▶ _ACTIVITY_
Leave out the pictures and return every entry exactly as it appears.
--- RECORDED DATA Enclosed Below ---
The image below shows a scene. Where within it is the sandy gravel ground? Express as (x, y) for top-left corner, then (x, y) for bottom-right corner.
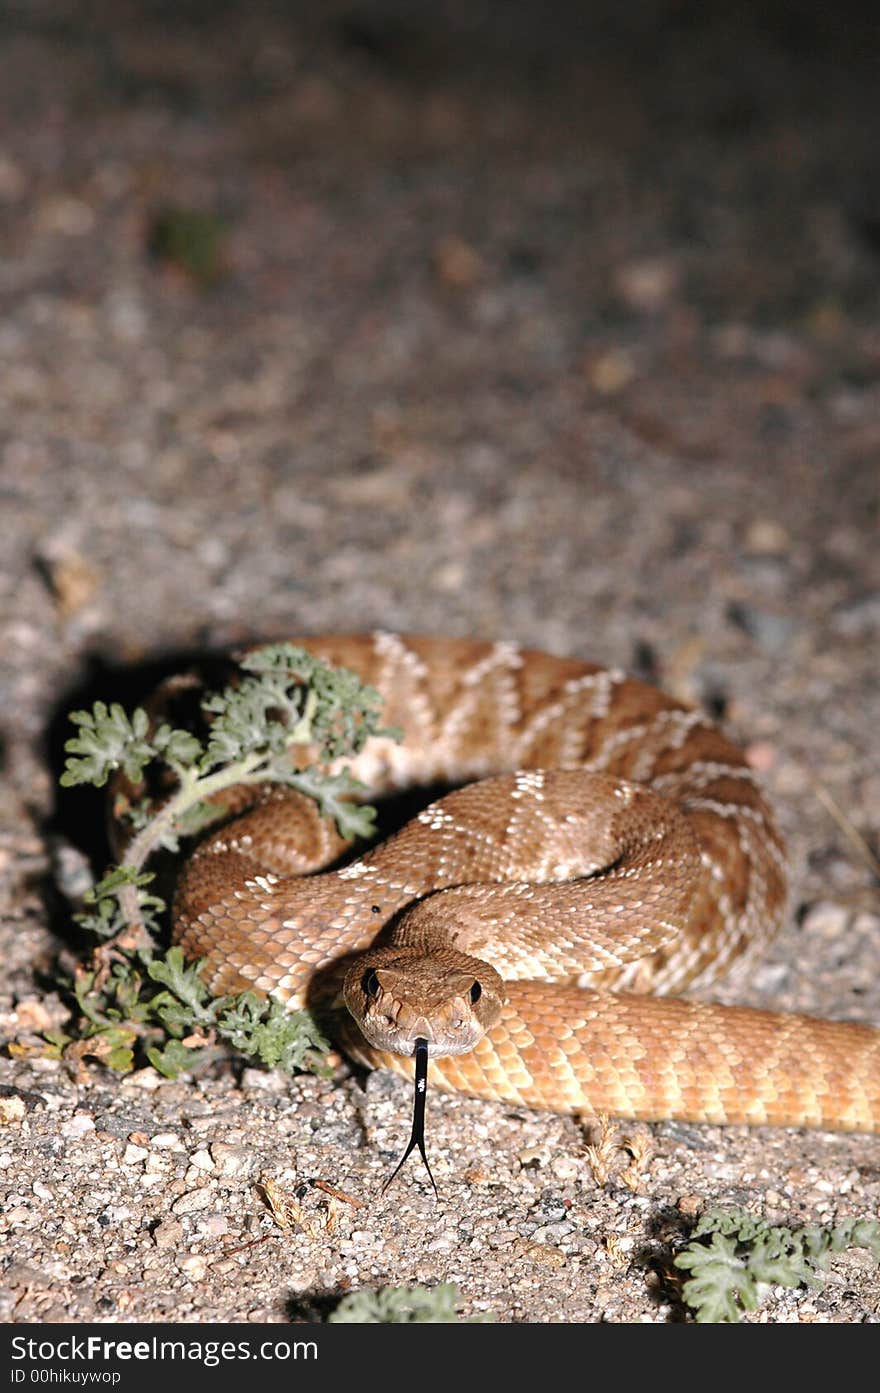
(0, 1), (878, 1324)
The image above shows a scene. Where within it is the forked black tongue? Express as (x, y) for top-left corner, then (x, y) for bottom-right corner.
(381, 1037), (437, 1197)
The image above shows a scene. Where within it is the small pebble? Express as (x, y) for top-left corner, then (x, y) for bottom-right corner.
(744, 519), (791, 555)
(432, 235), (484, 289)
(150, 1132), (184, 1150)
(613, 257), (680, 313)
(0, 1097), (26, 1125)
(525, 1243), (567, 1269)
(152, 1219), (185, 1249)
(198, 1214), (229, 1238)
(210, 1142), (253, 1176)
(171, 1187), (215, 1215)
(586, 348), (638, 395)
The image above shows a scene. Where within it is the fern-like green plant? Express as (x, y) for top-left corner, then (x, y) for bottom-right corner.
(29, 644), (399, 1079)
(674, 1208), (880, 1322)
(327, 1283), (492, 1323)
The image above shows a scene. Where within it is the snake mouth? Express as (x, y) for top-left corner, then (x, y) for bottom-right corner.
(363, 1004), (488, 1058)
(355, 1000), (488, 1059)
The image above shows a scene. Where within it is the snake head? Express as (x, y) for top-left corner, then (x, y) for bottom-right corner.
(342, 945), (505, 1058)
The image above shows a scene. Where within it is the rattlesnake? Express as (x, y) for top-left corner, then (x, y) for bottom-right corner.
(172, 633), (880, 1133)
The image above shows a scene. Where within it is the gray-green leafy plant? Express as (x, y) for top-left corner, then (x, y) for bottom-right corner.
(674, 1207), (880, 1322)
(33, 644), (398, 1078)
(327, 1283), (492, 1323)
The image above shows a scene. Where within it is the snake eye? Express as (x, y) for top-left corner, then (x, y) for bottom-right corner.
(363, 969), (381, 999)
(469, 980), (482, 1004)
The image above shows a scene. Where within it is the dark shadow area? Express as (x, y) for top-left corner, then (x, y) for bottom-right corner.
(285, 1285), (351, 1323)
(633, 1204), (700, 1323)
(39, 645), (243, 973)
(6, 1), (880, 160)
(44, 647), (235, 867)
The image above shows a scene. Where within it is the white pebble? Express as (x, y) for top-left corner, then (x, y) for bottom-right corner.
(171, 1187), (215, 1215)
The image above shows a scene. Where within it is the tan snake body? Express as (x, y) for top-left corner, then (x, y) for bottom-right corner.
(171, 633), (880, 1133)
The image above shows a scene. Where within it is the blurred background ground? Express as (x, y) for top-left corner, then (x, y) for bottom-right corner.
(0, 0), (878, 1324)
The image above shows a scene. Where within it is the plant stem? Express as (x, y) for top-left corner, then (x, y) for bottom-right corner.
(115, 750), (269, 939)
(120, 752), (264, 876)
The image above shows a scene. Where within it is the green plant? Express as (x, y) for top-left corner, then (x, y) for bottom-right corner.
(327, 1283), (492, 1323)
(674, 1207), (880, 1323)
(148, 206), (226, 284)
(32, 643), (397, 1078)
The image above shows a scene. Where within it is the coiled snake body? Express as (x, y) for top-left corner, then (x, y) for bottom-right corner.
(173, 634), (880, 1132)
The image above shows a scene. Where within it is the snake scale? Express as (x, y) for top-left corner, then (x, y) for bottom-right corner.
(171, 633), (880, 1133)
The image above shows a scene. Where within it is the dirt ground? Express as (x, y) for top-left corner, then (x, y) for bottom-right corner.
(0, 0), (878, 1325)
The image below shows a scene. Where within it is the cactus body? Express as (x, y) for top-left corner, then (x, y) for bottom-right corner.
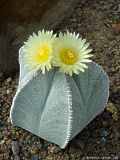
(10, 48), (109, 148)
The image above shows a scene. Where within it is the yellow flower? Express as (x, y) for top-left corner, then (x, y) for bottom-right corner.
(53, 31), (93, 76)
(23, 30), (56, 74)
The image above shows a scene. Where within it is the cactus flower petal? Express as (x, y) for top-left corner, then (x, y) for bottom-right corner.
(21, 30), (56, 74)
(53, 31), (93, 76)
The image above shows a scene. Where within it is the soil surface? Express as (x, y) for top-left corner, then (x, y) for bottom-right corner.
(0, 0), (120, 159)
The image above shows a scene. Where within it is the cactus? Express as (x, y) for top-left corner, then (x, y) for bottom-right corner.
(10, 47), (109, 148)
(10, 30), (109, 148)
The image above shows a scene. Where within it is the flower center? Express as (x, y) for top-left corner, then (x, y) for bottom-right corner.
(33, 43), (52, 64)
(60, 48), (78, 65)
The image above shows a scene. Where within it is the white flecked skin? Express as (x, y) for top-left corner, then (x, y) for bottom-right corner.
(10, 48), (109, 149)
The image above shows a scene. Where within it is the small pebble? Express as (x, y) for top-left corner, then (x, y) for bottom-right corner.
(30, 146), (39, 154)
(14, 155), (20, 160)
(0, 139), (5, 145)
(100, 128), (108, 137)
(6, 77), (12, 83)
(11, 140), (20, 156)
(7, 117), (11, 123)
(101, 137), (107, 144)
(31, 155), (39, 160)
(48, 145), (61, 154)
(6, 89), (10, 94)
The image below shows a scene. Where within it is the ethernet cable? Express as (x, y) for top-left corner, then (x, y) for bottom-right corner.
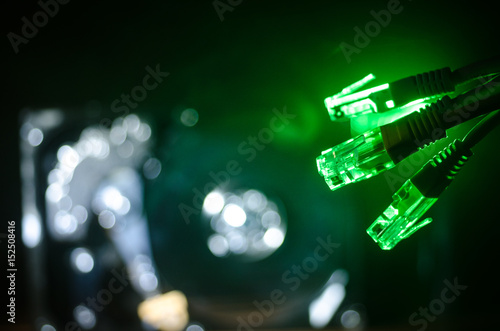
(316, 74), (500, 191)
(367, 110), (500, 250)
(324, 54), (500, 123)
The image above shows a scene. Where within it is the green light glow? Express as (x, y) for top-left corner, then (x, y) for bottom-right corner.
--- End of Enclosed RECORDED DATA ---
▶ _EXERCISE RESULT_
The image below shows a scene. Where within it is the sandy gravel ground? Express as (x, y) for top-left corner, then (x, y) for bottom-right corner.
(0, 1), (878, 1324)
The image above shows a scene. Where within it is the forked black tongue? Express as (x, y) for top-left corner, then (x, y) for bottom-right corner.
(381, 1037), (437, 1197)
The image above shows a scene. Where within it is the small pebble? Express as (x, y) for top-left corner, then (x, y) for bottom-right corner.
(744, 519), (791, 555)
(432, 235), (484, 289)
(150, 1132), (184, 1150)
(613, 257), (680, 313)
(0, 1097), (26, 1125)
(525, 1243), (567, 1269)
(152, 1219), (185, 1249)
(198, 1214), (229, 1238)
(210, 1142), (253, 1176)
(171, 1187), (215, 1215)
(586, 348), (638, 395)
The image above shows a scene. Where within it is the fern-like green plant? Express as (x, y) for top-left corner, then (x, y) for bottom-right corner.
(29, 644), (399, 1079)
(674, 1208), (880, 1322)
(327, 1283), (492, 1323)
The image above shows a scene. Where within it is the snake mouth? Express as (x, y) for top-left corner, then (x, y) for bottom-right corner.
(363, 1004), (488, 1058)
(355, 1000), (488, 1059)
The image above shows a scene. Where within it is the snake head? Express as (x, y) for top-left corner, then (x, y) for bottom-right corner.
(342, 945), (505, 1058)
The image above shows a scene. Where within it is the rattlesnake? Express as (x, y) for top-left corner, then (x, y) for bottom-right corner.
(172, 633), (880, 1133)
The image above shows a scene. Where within it is the gray-green leafy plant? Express as (x, y) for top-left corner, then (x, y) for bottom-right corner.
(674, 1207), (880, 1322)
(33, 644), (398, 1078)
(327, 1283), (492, 1323)
The image above shows a scene. Where within it is the snake eye? Express as (x, y) for top-left corner, then (x, y) for bottom-right corner.
(363, 969), (381, 999)
(469, 980), (482, 1004)
The image above shows a scene. Where within it is the dark shadow area? Express as (x, y) for top-left corner, then (x, y) for bottom-right corner.
(285, 1285), (351, 1323)
(633, 1204), (700, 1323)
(39, 645), (243, 973)
(6, 1), (880, 160)
(44, 647), (235, 867)
The image above shows a scene. Where within it is the white pebble? Express as (x, y) for top-left corner, then (x, y) for bottom-right corner.
(171, 1187), (215, 1215)
The image above shows a scene. Where within it is the tan snake body? Express as (x, y) for top-left corner, then (x, y) for bottom-right corner.
(171, 633), (880, 1133)
The image above shows a scene. Where within it is the blurred background ground? Express as (x, y) for top-left corner, then (x, y) for bottom-right corner.
(0, 0), (878, 1324)
The image above shows a scene. Where within it is the plant stem? Express as (x, y) for top-left corner, then (x, y) for bottom-right corner.
(115, 750), (269, 939)
(120, 752), (264, 876)
The image above shows a scene. Where within it is the green plant? Express as (x, y) for top-left corner, then (x, y) for bottom-right corner.
(327, 1283), (492, 1323)
(674, 1207), (880, 1323)
(148, 206), (226, 284)
(32, 643), (397, 1078)
The image above shows a scene. Where within it is the coiled snake body? Express as (x, y) for top-left corner, then (x, y) for bottom-right corner.
(173, 634), (880, 1132)
The image above shows a scene. Where within it is the snake scale? Express as (x, y) for top-left corner, then (x, y) for bottom-right corner.
(171, 633), (880, 1133)
The image above shows a scene. Where within it is the dirt ground? Express as (x, y) for top-left corner, then (x, y) for bottom-right corner.
(0, 0), (878, 1325)
The image below shows a scene. Where within it is the cactus body? Express as (x, y) for top-left corner, then (x, y) for bottom-right corner.
(10, 48), (109, 148)
The image above shows a scene. Where within it is the yellow flower? Express as (x, y) for top-left corner, then (x, y) for bottom-right corner.
(53, 31), (93, 76)
(23, 30), (56, 74)
The image above shows a scene. Where within it is the cactus flower petal? Express as (x, y) for top-left corner, then (x, y) for bottom-right corner.
(21, 30), (56, 74)
(53, 31), (93, 76)
The image above shows a scene. Where within it is the soil surface? Express as (x, y) for top-left corner, then (x, y) for bottom-right corner.
(0, 0), (120, 159)
The image above shows a scene. Where within it is the cactus? Express as (x, y) for top-left corner, then (x, y) for bottom-right corner.
(10, 47), (109, 148)
(10, 30), (109, 148)
The image above shows a scene. Where within it is the flower center? Express as (x, y) for top-left corner, then (x, y) for bottom-right corner.
(33, 43), (52, 64)
(60, 48), (78, 65)
The image above shows a scene. Where within it is the white flecked skin? Express as (x, y) for top-left corner, then (x, y) for bottom-right corner.
(10, 48), (109, 149)
The image above shows a scene. Where within it is the small pebble? Express as (x, y) for top-left corner, then (x, y) for bottom-right corner.
(30, 146), (39, 154)
(14, 155), (20, 160)
(0, 139), (5, 145)
(100, 128), (108, 137)
(6, 77), (12, 83)
(11, 140), (20, 156)
(7, 117), (11, 123)
(101, 137), (107, 144)
(31, 155), (39, 160)
(48, 145), (61, 154)
(6, 89), (10, 94)
The image below shows a scene. Where within it is the ethernet cable? Express as (x, y) for top-left corner, then (x, y) for bottom-right corner.
(316, 74), (500, 191)
(367, 110), (500, 250)
(324, 54), (500, 123)
The image above shows a scene. Where within it is the green light glow? Express as (x, y) for top-left corner, then (x, y) for bottom-right corner.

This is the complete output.